- _FONTE_:
Lo stesso vale per gli enti umani: comprendere pienamente
la loro finitezza significa capirne più profondamente la
natura ontologica, ma anche le esigenze, il dolore, le disillusioni;
proprio per questo la comprensione della mortalità ha una
rilevanza etica, in quanto spinge ad un agire a “misura
d’uomo e non di dio”, più consapevole, meno egocentrico,
più responsabile. La finitezza è ciò che pone un limite
alla tracotanza dell’uomo, alla sua superbia, al suo tentativo
di dominio sull’ente e sull’altro esserci; se non la si
comprende, si è capaci di qualsiasi azione, in quanto è
come se si agisse ritenendo di essere immortali o infallibili.
La finitezza è anche, leopardianamente, la condizione per
la comprensione della radicale coesistenza dei vari esserci,
del loro con-esserci: il dio non abbisogna di niente e di
nessuno, esso è chiuso in se stesso, autarchico, “causa
sui”; l’uomo al contrario è tale in quanto vivente strutturalmente
in mezzo ad altri uomini, in quanto ne condivide la tragicità
e la sofferenza.
Se il pessimismo leopardiano si stempera nell’affermazione
che di fronte al fato è compito dell’uomo unirsi agli altri,
diventare solidale con essi, perché il dolore, se condiviso,
è più accettabile, e anzi sembra che acquisti senso, come
fonte di amore nei confronti della debolezza umana e di
un agire etico, quello heideggeriano (ci si lasci
passare questa forzatura) si capovolge nel ritrovamento
di un senso perduto da secoli, il senso dell’essere; la
vita insensata è quella condotta in nome della pienezza
di noi stessi, della realizzazione quotidiana del sé, della
perdita del senso del “sacro”, cioè dell’essere, inteso
come eccedenza rispetto all’umano e al naturale,
del “commercio cieco” con gli enti. La vita acquista senso,
invece, nell’ottica della finitezza, per cui l’identità
soggettivistica dell’io s’indebolisce affinché possa invece
rafforzarsi il rimando all’altro, inteso in senso
estensivo (ente, esserci, essere).

- _QUESITO A_:
Secondo il brano sulla finitezza, la vita insensata è condotta «in nome» di più cose. Le elenchi tutte.
- _QUESITO B_:
Individui nei record ogni riga che contiene la stringa "shorts" e la trascriva per intero. La distinzione tra maiuscole e minuscole va rispettata.
Il brano e i record non hanno alcun legame tra loro.

- _RECORD_:

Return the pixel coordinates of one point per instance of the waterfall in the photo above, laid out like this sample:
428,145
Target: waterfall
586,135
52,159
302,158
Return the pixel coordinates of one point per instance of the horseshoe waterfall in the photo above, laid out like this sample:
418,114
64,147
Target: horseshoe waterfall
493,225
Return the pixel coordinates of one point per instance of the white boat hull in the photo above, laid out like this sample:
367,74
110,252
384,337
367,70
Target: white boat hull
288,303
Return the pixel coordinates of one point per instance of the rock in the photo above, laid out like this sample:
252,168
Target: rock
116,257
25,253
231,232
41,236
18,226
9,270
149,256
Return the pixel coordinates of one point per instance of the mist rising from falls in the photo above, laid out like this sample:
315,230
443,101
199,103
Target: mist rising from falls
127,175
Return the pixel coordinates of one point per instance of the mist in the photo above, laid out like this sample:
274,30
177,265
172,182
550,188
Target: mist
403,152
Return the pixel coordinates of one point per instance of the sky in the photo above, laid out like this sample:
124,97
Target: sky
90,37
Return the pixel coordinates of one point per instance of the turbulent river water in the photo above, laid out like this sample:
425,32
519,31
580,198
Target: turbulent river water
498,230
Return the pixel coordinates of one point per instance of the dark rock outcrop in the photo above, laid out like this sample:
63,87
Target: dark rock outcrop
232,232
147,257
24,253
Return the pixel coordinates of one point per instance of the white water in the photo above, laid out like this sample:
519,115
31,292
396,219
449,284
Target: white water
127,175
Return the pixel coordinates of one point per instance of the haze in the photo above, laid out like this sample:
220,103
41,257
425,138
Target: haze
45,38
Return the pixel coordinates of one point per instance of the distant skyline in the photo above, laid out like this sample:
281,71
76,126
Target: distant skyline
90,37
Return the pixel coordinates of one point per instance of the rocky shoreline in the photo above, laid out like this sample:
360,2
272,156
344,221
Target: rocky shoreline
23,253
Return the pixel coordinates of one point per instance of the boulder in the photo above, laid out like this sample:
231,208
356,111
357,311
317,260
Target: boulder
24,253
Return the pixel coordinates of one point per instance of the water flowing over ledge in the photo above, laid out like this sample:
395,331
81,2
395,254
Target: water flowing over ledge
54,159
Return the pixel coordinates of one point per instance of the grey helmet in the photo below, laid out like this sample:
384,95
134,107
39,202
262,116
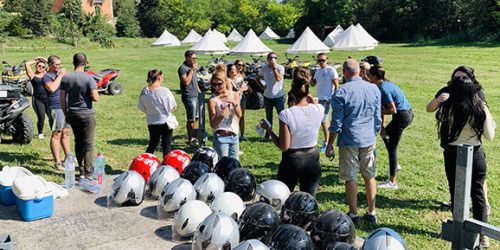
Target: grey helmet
252,244
161,177
217,231
189,216
128,188
273,192
175,194
208,186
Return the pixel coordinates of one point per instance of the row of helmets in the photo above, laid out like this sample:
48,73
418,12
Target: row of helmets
208,195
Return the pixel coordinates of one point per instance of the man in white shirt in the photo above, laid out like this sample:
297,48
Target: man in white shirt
327,81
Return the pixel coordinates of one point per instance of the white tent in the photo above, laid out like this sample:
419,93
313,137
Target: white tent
352,39
192,37
220,35
268,34
166,39
210,43
234,36
251,44
365,33
308,42
330,39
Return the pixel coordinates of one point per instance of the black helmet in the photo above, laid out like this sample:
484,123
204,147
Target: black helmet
206,155
258,221
290,237
300,209
339,245
332,226
225,165
195,170
241,182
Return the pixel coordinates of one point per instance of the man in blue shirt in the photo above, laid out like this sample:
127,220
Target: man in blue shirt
356,120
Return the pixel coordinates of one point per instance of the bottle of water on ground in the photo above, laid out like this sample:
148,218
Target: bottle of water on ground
69,171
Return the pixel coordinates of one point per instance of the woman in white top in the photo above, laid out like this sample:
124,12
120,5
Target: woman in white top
298,135
158,103
224,112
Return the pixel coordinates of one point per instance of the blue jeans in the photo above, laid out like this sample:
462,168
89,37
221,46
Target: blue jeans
270,103
227,145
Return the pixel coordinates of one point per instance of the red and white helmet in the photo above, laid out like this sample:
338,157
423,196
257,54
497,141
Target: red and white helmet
177,159
145,164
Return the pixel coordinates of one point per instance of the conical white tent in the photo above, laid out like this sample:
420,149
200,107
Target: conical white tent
166,39
291,34
234,36
308,42
220,35
365,33
268,34
251,44
192,37
330,39
210,44
352,39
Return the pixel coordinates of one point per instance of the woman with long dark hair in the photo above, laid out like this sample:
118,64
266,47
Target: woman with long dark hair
463,118
298,136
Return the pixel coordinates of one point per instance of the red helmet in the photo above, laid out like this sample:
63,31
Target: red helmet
145,164
177,159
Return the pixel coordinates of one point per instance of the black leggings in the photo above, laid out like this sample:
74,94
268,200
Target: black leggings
302,165
41,107
156,132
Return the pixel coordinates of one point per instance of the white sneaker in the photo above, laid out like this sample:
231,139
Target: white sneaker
388,184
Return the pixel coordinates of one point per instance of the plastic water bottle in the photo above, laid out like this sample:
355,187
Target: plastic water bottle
69,171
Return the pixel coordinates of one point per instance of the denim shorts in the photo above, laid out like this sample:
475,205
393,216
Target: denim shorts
191,105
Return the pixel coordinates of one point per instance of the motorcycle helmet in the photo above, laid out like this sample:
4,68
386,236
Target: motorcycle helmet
229,203
332,226
258,221
252,244
160,178
175,194
273,192
384,239
241,182
225,165
339,245
128,188
189,216
290,237
217,231
145,164
207,155
195,170
208,186
300,209
177,159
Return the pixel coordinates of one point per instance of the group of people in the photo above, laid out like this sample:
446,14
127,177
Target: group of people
67,99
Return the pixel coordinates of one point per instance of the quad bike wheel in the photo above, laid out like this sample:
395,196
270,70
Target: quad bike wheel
23,129
114,88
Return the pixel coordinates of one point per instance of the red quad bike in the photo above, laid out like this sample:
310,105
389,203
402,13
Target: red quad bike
105,81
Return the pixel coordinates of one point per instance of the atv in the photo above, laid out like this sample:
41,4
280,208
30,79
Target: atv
13,120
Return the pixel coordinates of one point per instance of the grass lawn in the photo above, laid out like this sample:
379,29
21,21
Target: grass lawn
413,210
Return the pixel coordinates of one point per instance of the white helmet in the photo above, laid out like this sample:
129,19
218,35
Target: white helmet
189,216
128,188
208,186
161,177
175,194
273,192
217,231
229,203
252,244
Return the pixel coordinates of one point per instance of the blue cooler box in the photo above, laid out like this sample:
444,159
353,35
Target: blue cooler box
7,176
34,198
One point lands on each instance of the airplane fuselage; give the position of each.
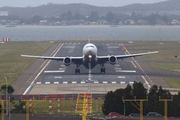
(90, 56)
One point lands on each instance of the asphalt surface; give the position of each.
(52, 77)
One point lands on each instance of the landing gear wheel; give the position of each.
(77, 71)
(103, 70)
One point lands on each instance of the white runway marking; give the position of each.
(74, 82)
(83, 82)
(65, 82)
(122, 82)
(113, 82)
(96, 82)
(47, 82)
(57, 71)
(104, 82)
(117, 68)
(133, 71)
(146, 82)
(38, 83)
(56, 82)
(133, 64)
(131, 82)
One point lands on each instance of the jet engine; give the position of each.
(67, 61)
(112, 60)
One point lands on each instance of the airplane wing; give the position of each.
(74, 59)
(106, 58)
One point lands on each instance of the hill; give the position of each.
(84, 9)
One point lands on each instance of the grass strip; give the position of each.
(12, 64)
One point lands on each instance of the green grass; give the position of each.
(12, 64)
(173, 82)
(165, 59)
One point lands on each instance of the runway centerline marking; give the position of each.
(55, 71)
(133, 71)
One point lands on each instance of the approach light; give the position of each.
(89, 56)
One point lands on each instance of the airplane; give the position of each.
(90, 58)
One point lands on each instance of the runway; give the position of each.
(52, 77)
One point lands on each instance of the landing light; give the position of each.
(89, 56)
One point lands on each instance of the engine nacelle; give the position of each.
(112, 60)
(67, 61)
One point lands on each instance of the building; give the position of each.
(4, 13)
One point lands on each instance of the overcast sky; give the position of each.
(25, 3)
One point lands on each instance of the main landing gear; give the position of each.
(77, 70)
(103, 70)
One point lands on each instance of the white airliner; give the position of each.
(90, 58)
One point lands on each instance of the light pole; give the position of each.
(6, 97)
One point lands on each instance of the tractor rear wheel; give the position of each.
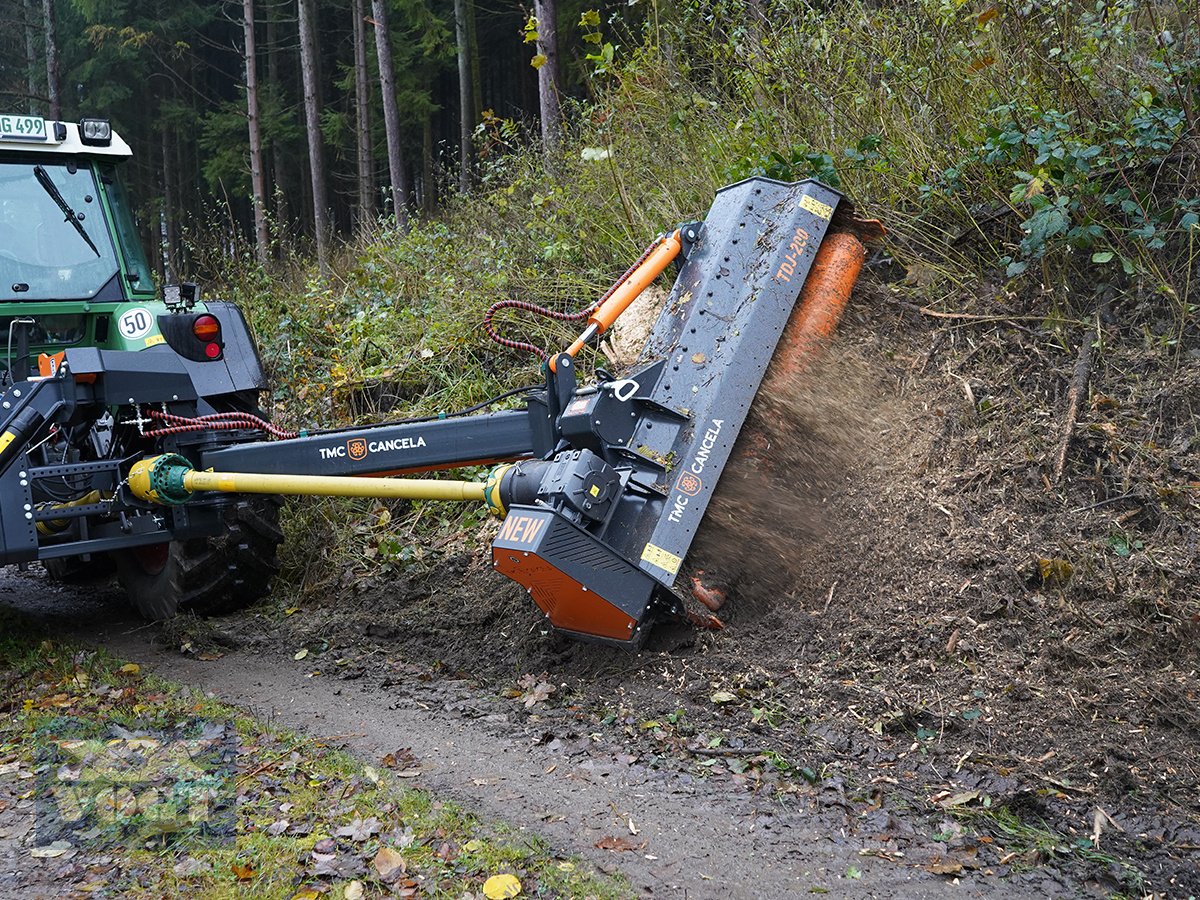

- _RISPOSTA SCRITTA A_:
- la pienezza di noi stessi
- la realizzazione quotidiana del sé
- la perdita del senso del "sacro", cioè dell'essere, inteso come eccedenza rispetto all'umano e al naturale
- il "commercio cieco" con gli enti

- _RISPOSTA SCRITTA B_:
Return the pixel coordinates of one point per instance of the denim shorts in the photo above, laid out like this sample:
Target: denim shorts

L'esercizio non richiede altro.